What is required
Restate the data below word for word, leaving nothing out.

Records supplied
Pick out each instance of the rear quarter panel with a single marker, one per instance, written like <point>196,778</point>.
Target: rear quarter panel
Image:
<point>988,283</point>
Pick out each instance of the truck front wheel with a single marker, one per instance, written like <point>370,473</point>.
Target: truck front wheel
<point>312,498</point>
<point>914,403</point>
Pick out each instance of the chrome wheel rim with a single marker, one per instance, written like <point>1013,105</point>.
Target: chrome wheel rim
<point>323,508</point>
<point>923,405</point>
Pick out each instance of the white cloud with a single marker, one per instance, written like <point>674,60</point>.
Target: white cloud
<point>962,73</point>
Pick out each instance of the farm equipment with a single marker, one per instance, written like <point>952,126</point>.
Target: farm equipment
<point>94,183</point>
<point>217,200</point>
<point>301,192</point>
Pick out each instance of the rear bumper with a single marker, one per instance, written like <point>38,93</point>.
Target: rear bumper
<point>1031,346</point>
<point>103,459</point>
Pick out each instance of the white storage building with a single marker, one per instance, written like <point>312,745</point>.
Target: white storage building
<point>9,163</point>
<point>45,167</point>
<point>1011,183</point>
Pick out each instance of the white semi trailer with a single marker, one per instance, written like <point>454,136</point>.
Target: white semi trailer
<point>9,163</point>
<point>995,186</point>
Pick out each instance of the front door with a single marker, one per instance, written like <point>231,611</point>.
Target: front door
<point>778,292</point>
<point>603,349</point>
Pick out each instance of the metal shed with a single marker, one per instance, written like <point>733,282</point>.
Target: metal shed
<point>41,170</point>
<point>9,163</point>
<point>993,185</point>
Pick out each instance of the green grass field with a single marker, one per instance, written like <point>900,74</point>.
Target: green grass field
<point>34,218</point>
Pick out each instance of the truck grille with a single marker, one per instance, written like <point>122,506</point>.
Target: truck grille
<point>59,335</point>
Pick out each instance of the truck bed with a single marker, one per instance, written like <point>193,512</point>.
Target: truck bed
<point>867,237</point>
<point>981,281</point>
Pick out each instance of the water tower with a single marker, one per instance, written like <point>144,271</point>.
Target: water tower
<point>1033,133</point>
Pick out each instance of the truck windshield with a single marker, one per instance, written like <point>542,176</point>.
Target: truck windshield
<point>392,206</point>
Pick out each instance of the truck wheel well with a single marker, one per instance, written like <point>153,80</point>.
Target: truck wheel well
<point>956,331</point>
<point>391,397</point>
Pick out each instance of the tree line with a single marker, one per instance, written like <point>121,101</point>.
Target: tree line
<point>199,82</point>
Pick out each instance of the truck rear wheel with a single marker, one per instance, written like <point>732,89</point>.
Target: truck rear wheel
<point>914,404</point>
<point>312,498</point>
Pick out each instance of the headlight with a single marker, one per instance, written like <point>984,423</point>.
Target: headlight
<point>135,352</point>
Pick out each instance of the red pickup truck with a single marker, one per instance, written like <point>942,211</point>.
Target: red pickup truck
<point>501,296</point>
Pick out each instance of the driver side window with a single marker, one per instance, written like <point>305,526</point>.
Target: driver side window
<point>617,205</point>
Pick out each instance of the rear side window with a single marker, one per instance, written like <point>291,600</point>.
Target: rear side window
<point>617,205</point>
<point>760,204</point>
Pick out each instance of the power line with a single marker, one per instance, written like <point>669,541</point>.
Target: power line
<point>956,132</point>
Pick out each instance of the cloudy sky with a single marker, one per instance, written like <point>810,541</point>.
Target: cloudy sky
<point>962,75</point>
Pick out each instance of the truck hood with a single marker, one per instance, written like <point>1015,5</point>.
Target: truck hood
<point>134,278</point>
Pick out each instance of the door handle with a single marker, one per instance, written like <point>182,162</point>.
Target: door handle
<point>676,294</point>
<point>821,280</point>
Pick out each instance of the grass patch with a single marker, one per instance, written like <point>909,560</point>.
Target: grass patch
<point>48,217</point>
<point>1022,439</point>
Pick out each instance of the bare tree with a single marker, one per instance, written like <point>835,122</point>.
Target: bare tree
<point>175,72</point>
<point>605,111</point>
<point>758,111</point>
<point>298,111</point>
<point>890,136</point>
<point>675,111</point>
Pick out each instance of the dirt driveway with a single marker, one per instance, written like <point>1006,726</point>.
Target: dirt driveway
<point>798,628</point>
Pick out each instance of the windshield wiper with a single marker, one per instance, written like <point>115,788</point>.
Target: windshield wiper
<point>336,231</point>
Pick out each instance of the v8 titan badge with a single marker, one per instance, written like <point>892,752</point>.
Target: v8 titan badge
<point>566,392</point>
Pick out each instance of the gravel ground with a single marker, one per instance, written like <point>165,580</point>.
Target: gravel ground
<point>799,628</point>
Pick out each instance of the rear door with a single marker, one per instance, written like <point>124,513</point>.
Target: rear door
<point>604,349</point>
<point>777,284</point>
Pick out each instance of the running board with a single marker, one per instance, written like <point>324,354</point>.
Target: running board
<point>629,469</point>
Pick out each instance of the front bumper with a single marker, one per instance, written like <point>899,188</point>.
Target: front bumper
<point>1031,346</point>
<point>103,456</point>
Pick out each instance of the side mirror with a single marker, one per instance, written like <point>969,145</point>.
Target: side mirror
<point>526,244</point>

Solution below
Pick out each instance of the rear quarter panel with a single marker, one per instance, written like <point>196,778</point>.
Target: rear quarter panel
Image:
<point>988,283</point>
Pick out each instance of the truck front wheel with a single marker, one per instance, written like <point>370,473</point>.
Target: truck front wheel
<point>312,498</point>
<point>914,403</point>
Pick out each instance of the chrome wheel rim with a single marker, one per instance, written like <point>1013,105</point>.
Target: chrome wheel rim
<point>323,508</point>
<point>923,405</point>
Pick out each instance of the white cloud with a single marker, one per instance, written like <point>674,60</point>.
Target: white cloud
<point>962,73</point>
Pick out each instance of the farm equipment with a single marker, one per instance, written like <point>952,126</point>.
Target: farm equipment
<point>94,183</point>
<point>217,200</point>
<point>301,192</point>
Pick out each instance of the rear bumper with a single marker, one per instance, written like <point>38,93</point>.
Target: rear bumper
<point>1031,346</point>
<point>103,459</point>
Pick out each instance of the white storage building with a single marker, one per instance, written like <point>312,745</point>.
Target: white storage building
<point>9,163</point>
<point>45,167</point>
<point>1011,183</point>
Pick out each instance of the white semi trailer with a single marker, one per instance, written like <point>454,136</point>.
Target: white semi trailer
<point>9,163</point>
<point>995,186</point>
Pick out each instance of the front door with a single marker, one per instance, written like <point>231,611</point>.
Target: front door
<point>778,292</point>
<point>603,349</point>
Pick out each instance of the metal shed with a single marker, one per instance, written like <point>733,282</point>.
Target: metal shed
<point>41,170</point>
<point>9,163</point>
<point>993,185</point>
Pick out each instance of the green grass field with a single marker, one per instance, written like <point>900,74</point>.
Target: green grass field
<point>34,218</point>
Pick out each instance of the truck grille with a single marker, one per instance, written like <point>122,506</point>.
Target: truck grille
<point>59,335</point>
Pick out each instance of the truck bed with a single marker, one per instance, written like <point>193,512</point>.
Target: truck bed
<point>867,237</point>
<point>981,281</point>
Pick out each instance of the water tower with a single marker, one per instance, written like <point>144,271</point>.
Target: water tower
<point>1033,133</point>
Pick out each instance of the truck windshield with a single marker, one per instance, written like <point>542,176</point>.
Target: truck windshield
<point>392,206</point>
Pick out each instance of the truck wheel well with a single marker, one per instance, written like <point>153,80</point>.
Target: truck wheel well
<point>956,331</point>
<point>391,397</point>
Pick out each instance of the tree line with a single marker, one per instance, written like <point>121,101</point>.
Target: tree line
<point>199,82</point>
Pick out each instance of the truck rear wheel with a single marker, one per instance, written like <point>732,89</point>.
Target: truck rear wheel
<point>914,404</point>
<point>312,498</point>
Pick out each instance of the headlight with a single marker, one per instance, written like <point>984,423</point>.
Target: headlight
<point>135,352</point>
Pick out each instance of the red pickup truck with a single marker, one per instance, written like <point>942,211</point>.
Target: red pickup truck
<point>501,296</point>
Pick out each instance of the driver side window with a single marker, one per instance, written like <point>305,526</point>.
Target: driver side window
<point>617,205</point>
Pick out each instance of the rear side window with a single marker, one per instance, written like <point>291,600</point>.
Target: rear side window
<point>617,205</point>
<point>760,204</point>
Pick out each instance of the power line with a single marker, one per instance, written like <point>669,541</point>.
Target: power line
<point>956,132</point>
Pick out each instance of the cloudy sky with a single marker, one per instance, written like <point>810,541</point>.
Target: cloudy sky
<point>962,75</point>
Pick out each instance of the truck hood with a single marker, one per instance, written like <point>1015,5</point>.
Target: truck hood
<point>134,278</point>
Pick out each instance of the door handle with a single marker, one per instance, written like <point>182,162</point>.
Target: door handle
<point>676,294</point>
<point>821,280</point>
Pick out each instance of the grass patch with a single marker, one per instance, written like <point>909,560</point>.
Target: grass patch
<point>48,217</point>
<point>1022,439</point>
Pick out each instance of the bare tree with a single marker, one per instance, written like <point>835,122</point>.
Target: bare tree
<point>175,72</point>
<point>605,111</point>
<point>758,111</point>
<point>298,111</point>
<point>890,136</point>
<point>675,111</point>
Pick out each instance of the dirt driveway with a single marker, one per instance, written like <point>1006,726</point>.
Target: dirt driveway
<point>798,628</point>
Pick out each instance of the windshield wiper with a single marker, one per instance, written like <point>115,788</point>.
Target: windshield wiper
<point>336,231</point>
Pick out each instance of the v8 titan badge with a single marker, one per instance, written like <point>892,752</point>.
Target: v8 titan badge
<point>566,392</point>
Pick out each instance of the gravel ground with a single marker, one per instance, written like <point>165,580</point>.
Target: gravel ground
<point>799,628</point>
Pick out each instance of the rear door with a single marker, one per instance, written like <point>124,513</point>.
Target: rear door
<point>604,349</point>
<point>777,284</point>
Pick out each instance of the running board with a single marker, one per instance, written like <point>324,354</point>.
Target: running board
<point>629,469</point>
Pick out each instance of the front bumper with a single marker, one per instance, written like <point>899,188</point>.
Target: front bumper
<point>1031,346</point>
<point>103,456</point>
Pick out each instance of the side mirror with a single marker, one per instance, written like <point>969,145</point>.
Target: side mirror
<point>526,244</point>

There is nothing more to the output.